§ **Page extract**
"""

The station was originally licensed to the Arizona Community Media Foundation, then-operator of Radio Phoenix. In early 2015, AZCMF sold the station to the East Valley Institute of Technology, which already owned KVIT (90.7 FM) in Apache Junction, for $700,000.

On August 11, 2015, KPNG came to air and replaced KVIT and its then-translator K224CJ. While EVIT maintained ownership of KVIT for another six years, K224CJ, which was independently owned the whole time, now carries KAZG AM 1440. In 2021, EVIT sold the Apache Junction facility to Desert Soul Media, Inc., which had acquired Radio Phoenix earlier in the year; when the sale closed on December 9, the KVIT call letters remained with EVIT and were placed on 88.7, while 90.7 became KRDP.

==Programs==
Programming on KVIT is largely produced by EVIT students and local DJs, though there are exceptions, such as AIA-produced high school football telecasts. From its sign-on until 2022, it mainly focused on Top 40 music with a rhythmic lean, but after founding radio instructor Steve Grosz left EVIT, the format started to pivot towards alternative rock. Effective 2023, the station leans CHR, but also plays popular tracks from the classic rock, alternative rock, and hip hop genres.

As of 2025, a variety of genres and topics have been added via specialty-show programming. Shows that are currently running on a weekly basis include The Basshuis, hosted by Brandon Neyenhuis, which focuses on EDM and house music; The Pulse Sports Triple Play with Matthew Cavazos, a show focused on Major League Baseball and the Arizona Diamondbacks; and The Junk Drawer hosted by Matthew Cavazos, Jackson Wolfmeyer, and Mariana Perez Cervantes, a show with ever-changing themes and topics jumping from genre to genre as the colloquialism indicates.

"""

§ **Task directions**
Reproduce the part of the KVIT radio station text between "As of 2025, a" and "the colloquialism indicates.", inclusive.

§ **Dataset**

"""

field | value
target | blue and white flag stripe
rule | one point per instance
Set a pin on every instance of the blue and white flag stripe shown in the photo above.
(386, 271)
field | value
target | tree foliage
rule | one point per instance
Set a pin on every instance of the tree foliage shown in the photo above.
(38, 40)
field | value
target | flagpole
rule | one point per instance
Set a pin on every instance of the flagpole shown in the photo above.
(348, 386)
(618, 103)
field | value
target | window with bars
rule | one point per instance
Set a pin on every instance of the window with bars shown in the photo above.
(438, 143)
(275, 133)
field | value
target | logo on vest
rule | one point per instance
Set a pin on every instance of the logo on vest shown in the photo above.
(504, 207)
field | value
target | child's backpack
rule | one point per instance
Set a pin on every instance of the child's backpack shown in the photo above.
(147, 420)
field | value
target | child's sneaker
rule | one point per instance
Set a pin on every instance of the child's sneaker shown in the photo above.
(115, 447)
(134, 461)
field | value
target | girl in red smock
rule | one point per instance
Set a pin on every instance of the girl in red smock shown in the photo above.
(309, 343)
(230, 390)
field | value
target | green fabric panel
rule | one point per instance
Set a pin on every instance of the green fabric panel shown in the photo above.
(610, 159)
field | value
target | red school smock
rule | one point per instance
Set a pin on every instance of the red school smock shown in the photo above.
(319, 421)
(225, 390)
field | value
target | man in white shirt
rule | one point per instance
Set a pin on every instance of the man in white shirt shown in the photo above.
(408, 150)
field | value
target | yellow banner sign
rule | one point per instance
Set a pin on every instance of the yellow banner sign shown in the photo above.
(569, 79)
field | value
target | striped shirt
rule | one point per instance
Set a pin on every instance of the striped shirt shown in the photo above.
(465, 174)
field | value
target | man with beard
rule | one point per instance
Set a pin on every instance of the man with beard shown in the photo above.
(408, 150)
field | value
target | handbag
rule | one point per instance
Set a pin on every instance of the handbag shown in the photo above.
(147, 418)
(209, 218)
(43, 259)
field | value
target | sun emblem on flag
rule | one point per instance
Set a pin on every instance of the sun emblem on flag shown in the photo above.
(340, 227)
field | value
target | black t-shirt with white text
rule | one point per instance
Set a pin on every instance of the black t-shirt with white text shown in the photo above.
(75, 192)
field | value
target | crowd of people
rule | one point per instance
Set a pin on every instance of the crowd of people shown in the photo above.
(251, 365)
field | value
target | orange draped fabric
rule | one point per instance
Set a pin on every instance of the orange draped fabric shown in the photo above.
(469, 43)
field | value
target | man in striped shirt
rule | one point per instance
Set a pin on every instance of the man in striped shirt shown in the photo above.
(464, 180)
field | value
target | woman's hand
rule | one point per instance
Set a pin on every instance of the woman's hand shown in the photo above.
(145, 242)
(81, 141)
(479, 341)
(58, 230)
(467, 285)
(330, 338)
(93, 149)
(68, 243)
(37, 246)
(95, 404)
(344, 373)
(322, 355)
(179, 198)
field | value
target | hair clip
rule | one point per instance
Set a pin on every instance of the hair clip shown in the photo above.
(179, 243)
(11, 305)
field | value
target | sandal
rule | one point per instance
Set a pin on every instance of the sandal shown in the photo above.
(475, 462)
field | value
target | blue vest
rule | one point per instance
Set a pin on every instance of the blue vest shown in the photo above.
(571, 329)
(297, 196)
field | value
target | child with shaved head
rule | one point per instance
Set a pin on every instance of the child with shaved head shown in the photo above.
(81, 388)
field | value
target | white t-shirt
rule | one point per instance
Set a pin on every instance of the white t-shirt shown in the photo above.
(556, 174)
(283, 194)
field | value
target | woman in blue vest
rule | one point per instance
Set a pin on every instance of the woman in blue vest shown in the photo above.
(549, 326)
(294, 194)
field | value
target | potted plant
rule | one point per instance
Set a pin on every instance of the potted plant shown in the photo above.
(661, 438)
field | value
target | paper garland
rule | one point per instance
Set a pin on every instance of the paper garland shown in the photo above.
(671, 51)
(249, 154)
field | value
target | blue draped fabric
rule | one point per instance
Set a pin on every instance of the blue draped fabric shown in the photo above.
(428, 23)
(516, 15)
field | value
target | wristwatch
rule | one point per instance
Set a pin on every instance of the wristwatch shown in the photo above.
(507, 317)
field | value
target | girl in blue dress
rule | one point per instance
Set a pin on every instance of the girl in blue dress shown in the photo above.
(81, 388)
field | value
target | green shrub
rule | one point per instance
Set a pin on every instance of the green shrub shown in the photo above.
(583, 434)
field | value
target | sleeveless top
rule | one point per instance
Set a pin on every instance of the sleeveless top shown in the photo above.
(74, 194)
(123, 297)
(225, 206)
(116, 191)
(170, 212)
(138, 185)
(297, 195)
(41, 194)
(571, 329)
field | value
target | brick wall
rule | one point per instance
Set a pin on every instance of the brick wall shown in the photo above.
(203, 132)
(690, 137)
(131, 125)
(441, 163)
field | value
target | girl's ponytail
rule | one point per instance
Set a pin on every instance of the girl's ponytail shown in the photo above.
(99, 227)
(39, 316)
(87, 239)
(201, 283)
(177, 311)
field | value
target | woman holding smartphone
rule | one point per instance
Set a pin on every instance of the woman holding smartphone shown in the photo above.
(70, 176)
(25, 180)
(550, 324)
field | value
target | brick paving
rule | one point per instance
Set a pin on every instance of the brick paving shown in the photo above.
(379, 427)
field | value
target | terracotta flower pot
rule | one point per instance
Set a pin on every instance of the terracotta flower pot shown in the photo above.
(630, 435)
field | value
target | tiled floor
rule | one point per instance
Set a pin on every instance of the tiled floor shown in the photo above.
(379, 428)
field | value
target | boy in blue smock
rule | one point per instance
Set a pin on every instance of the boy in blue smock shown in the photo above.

"""
"""

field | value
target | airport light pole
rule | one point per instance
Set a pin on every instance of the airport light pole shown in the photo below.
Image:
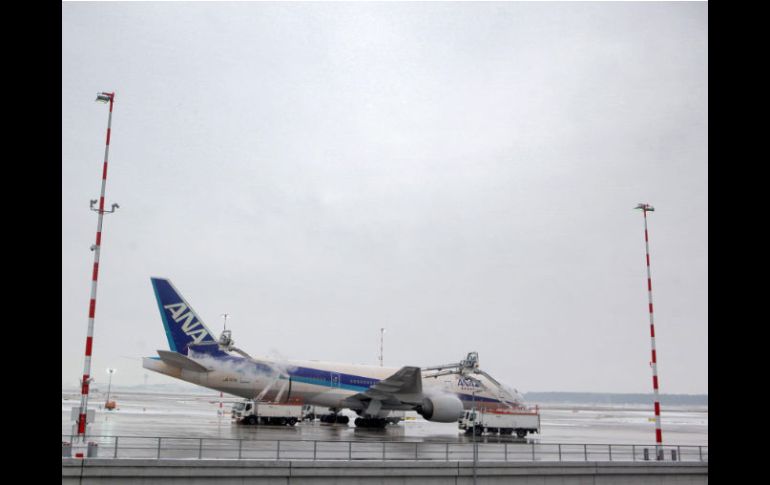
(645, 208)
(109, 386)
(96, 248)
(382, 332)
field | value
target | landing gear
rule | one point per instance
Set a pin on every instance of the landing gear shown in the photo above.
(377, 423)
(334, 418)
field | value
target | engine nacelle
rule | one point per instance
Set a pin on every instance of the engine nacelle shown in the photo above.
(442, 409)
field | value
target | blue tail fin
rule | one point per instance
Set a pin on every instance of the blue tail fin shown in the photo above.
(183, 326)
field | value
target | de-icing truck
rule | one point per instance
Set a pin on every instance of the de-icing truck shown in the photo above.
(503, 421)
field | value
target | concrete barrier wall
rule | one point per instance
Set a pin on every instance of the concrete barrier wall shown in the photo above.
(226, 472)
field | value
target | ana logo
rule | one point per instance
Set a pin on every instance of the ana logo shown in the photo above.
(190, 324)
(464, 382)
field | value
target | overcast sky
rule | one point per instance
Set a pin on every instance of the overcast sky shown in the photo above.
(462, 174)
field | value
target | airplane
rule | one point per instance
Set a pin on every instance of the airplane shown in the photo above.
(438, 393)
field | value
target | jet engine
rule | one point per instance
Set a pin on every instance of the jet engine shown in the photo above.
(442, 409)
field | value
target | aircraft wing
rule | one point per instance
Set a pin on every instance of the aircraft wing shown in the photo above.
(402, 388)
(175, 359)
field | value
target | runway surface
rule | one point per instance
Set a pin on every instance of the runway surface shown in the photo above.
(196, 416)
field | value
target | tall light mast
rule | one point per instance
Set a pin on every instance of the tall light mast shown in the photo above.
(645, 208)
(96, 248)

"""

§ **Solution for this exercise**
As of 2025, a variety of genres and topics have been added via specialty-show programming. Shows that are currently running on a weekly basis include The Basshuis, hosted by Brandon Neyenhuis, which focuses on EDM and house music; The Pulse Sports Triple Play with Matthew Cavazos, a show focused on Major League Baseball and the Arizona Diamondbacks; and The Junk Drawer hosted by Matthew Cavazos, Jackson Wolfmeyer, and Mariana Perez Cervantes, a show with ever-changing themes and topics jumping from genre to genre as the colloquialism indicates.